[start TEXT TO READ]
Find the exact location of all the relative and absolute extrema of each function. \(h(t)=2 t^{3}+3 t^{2}\) with domain \([-2,+\infty)\)

Short Answer

Expert verified
The function \(h(t)=2t^3+3t^2\) with domain \([-2,+\infty)\) has a relative maximum at \(t=-1\), relative minimum at \(t=0\), and an absolute minimum at \((-2,-4)\).

Step by step solution

01

Find the critical points

First, differentiating \(h(t)\) with respect to \(t\) to obtain the first derivative: \(h'(t) = \frac{d}{dt}(2t^3 + 3t^2)\) Using the power rule, we get: \(h'(t) = 6t^2 + 6t\) Now, set the first derivative equal to 0 to find the critical points: \(6t^2 + 6t = 0\)
02

Determine open intervals where the function is increasing or decreasing

First, we will factor out \(6t\) from the equation found in Step 1: \(6t(t + 1) = 0\) This gives us two critical points: \(t = 0\) and \(t = -1\) Now, we need to determine the intervals where the function is increasing or decreasing. To do this, we can use a number line with partition points at our critical points and analyze the sign of \(h'(t)\) between the points: 1. Interval \((-\infty, -1)\): Choose a test point, say \(t = -2\), then \(h'(-2) = 6(-2)(-2 + 1) = 12 > 0\). So, the function is increasing in this interval. 2. Interval \((-1, 0)\): Choose a test point, say \(t = -\frac{1}{2}\), then \(h'(-\frac{1}{2}) = 6(-\frac{1}{2})(-\frac{1}{2} + 1) = -\frac{3}{2} < 0\). So, the function is decreasing in this interval. 3. Interval \((0, +\infty)\): Choose a test point, say \(t = 1\), then \(h'(1) = 6(1)(1+1) = 12 > 0\). The function is increasing in this interval.
[end TEXT TO READ]
= EXERCISE 1 =
Answer from the extrema solution:
(a) What first derivative does the power rule give?
(b) What test point is chosen for the interval (-1, 0)?
(c) Where is the absolute minimum?
= EXERCISE 2 =
Do these statements agree with the extrema solution? Answer yes or no for each and quote the words of the solution that decide it.
(a) The function is decreasing on the interval (-1, 0).
(b) The function has a relative maximum at t = 0.
(c) The test point chosen for the interval (0, +∞) is t = 2.
= EXERCISE 3 =
Carry on the extrema solution from its last sentence.
[start SUPPLIED DATA]
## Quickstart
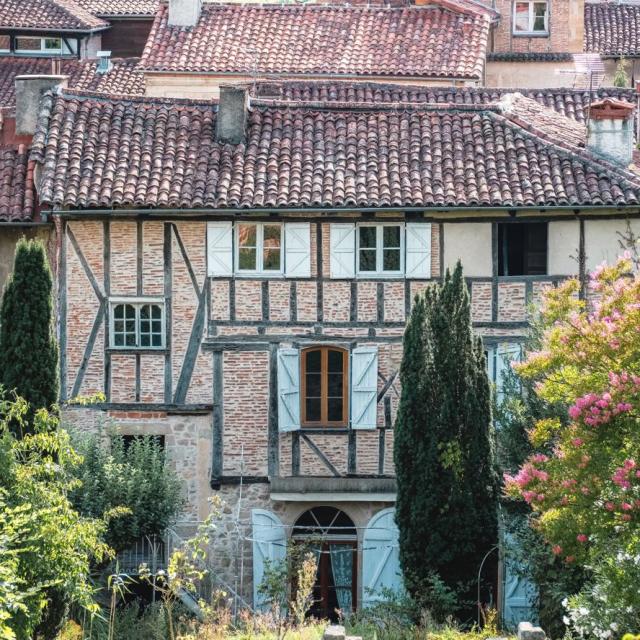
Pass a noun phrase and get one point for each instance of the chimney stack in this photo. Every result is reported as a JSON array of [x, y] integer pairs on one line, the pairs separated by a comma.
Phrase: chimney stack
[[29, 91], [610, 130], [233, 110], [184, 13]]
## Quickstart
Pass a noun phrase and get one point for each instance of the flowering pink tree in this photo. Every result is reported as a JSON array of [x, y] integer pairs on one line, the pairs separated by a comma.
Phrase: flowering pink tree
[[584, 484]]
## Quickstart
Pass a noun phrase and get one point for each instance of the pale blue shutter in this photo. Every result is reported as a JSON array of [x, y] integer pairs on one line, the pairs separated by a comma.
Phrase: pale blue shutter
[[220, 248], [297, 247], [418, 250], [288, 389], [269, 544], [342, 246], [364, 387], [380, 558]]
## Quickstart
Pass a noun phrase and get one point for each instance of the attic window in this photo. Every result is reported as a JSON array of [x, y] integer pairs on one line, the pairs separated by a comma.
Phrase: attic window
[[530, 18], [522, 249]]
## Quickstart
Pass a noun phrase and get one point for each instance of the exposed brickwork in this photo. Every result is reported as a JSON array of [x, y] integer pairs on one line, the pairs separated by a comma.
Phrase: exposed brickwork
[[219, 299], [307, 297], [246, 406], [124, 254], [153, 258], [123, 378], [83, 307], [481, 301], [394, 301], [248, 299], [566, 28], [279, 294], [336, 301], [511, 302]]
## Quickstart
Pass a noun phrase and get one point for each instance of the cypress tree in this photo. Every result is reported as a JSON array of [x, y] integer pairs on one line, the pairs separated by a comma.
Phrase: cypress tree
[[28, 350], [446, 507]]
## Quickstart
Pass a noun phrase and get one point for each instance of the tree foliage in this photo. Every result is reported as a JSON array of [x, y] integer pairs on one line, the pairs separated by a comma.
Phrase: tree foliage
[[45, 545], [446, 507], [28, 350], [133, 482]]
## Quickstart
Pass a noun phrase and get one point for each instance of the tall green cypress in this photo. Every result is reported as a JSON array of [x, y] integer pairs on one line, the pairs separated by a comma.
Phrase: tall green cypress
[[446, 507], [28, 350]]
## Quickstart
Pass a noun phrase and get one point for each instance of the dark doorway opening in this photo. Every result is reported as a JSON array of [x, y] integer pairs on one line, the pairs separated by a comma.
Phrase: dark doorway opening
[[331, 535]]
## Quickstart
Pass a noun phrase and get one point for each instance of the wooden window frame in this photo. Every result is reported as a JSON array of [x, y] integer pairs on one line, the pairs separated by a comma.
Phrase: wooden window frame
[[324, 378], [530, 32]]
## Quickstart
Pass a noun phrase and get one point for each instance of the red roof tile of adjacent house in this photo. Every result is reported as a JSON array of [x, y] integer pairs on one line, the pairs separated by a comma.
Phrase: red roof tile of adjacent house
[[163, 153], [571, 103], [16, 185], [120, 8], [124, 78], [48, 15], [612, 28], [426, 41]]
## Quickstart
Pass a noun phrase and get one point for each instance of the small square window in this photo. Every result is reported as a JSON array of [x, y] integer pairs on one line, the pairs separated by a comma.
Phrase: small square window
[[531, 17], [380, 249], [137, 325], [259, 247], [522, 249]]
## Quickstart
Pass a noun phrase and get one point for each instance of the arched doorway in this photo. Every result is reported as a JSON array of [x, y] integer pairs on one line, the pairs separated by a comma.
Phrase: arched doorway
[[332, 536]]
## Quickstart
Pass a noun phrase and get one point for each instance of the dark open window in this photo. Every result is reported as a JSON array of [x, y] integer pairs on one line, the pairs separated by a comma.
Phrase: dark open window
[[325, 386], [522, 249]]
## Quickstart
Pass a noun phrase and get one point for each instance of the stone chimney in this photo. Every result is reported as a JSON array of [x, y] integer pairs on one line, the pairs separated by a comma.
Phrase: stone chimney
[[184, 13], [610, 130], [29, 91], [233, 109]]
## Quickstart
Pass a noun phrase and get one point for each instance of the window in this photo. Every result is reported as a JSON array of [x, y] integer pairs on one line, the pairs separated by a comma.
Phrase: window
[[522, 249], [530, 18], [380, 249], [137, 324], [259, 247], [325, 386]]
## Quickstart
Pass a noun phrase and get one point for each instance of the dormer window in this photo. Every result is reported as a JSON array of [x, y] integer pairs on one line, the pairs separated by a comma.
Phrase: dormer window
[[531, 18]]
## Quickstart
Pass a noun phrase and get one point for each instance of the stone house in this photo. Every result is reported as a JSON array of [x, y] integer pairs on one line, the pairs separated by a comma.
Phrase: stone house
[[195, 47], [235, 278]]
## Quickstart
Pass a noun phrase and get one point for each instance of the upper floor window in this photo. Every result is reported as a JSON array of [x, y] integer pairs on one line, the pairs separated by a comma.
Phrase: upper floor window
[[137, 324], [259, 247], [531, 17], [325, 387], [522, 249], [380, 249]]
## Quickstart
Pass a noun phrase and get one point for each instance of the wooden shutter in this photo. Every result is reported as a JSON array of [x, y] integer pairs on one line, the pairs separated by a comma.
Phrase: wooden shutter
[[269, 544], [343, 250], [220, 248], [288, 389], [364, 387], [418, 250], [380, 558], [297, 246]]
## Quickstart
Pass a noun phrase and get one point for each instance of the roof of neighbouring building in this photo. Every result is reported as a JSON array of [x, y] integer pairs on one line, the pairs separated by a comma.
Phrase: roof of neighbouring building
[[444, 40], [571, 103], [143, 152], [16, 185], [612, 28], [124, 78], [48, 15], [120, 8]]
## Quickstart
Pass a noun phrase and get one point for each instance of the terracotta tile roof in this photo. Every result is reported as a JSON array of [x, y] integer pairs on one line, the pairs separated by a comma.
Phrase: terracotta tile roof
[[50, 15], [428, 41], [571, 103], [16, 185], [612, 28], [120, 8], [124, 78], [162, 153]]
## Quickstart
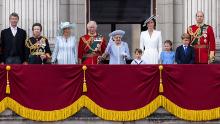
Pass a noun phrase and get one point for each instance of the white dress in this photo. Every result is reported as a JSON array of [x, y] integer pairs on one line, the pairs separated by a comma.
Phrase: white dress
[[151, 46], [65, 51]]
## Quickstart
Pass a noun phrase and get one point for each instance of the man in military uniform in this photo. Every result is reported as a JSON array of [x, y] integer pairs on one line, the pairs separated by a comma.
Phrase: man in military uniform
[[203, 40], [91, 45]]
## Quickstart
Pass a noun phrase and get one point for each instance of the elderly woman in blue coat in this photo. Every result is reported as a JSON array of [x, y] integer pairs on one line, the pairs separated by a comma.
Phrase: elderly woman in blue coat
[end SUPPLIED DATA]
= EXERCISE RESULT 1 =
(a) h'(t) = 6t^2 + 6t
(b) t = -1/2
(c) (-2, -4)

= EXERCISE RESULT 2 =
(a) Yes: "So, the function is decreasing in this interval."
(b) No: "has a relative maximum at \(t=-1\), relative minimum at \(t=0\)"
(c) No: "Interval \((0, +\infty)\): Choose a test point, say \(t = 1\)"

= EXERCISE RESULT 3 =
03

Analyze the critical points and endpoints to classify them as relative extrema

From our analysis in Step 2, we have: 1. \(t = -1\): The function changes from increasing to decreasing, making this a relative maximum. 2. \(t = 0\): The function changes from decreasing to increasing, making this a relative minimum.
04

Find the absolute extrema (if any) by comparing the values at critical points and endpoints

Since the domain is \([-2,+\infty)\), the function has only one endpoint at -2. We should also consider the critical points previously obtained. Thus, we will compare the values of the function at these points: 1. \(h(-2) = 2(-2)^3 + 3(-2)^2 = -16 + 12 = -4\) 2. \(h(-1) = 2(-1)^3 + 3(-1)^2 = -2 + 3 = 1\) 3. \(h(0) = 2(0)^3 + 3(0)^2 = 0\) Since there's no upper bound for the function, there's no absolute maximum. As for the absolute minimum, the lowest value corresponds to the endpoint \(t = -2\) with a value of \(h(-2) = -4\). Thus, the absolute minimum occurs at \((-2,-4)\). In conclusion, the function \(h(t)=2t^3+3t^2\) has a relative maximum at \(t=-1\), a relative minimum at \(t=0\), and an absolute minimum at \((-2,-4)\) in the domain \([-2,+\infty)\).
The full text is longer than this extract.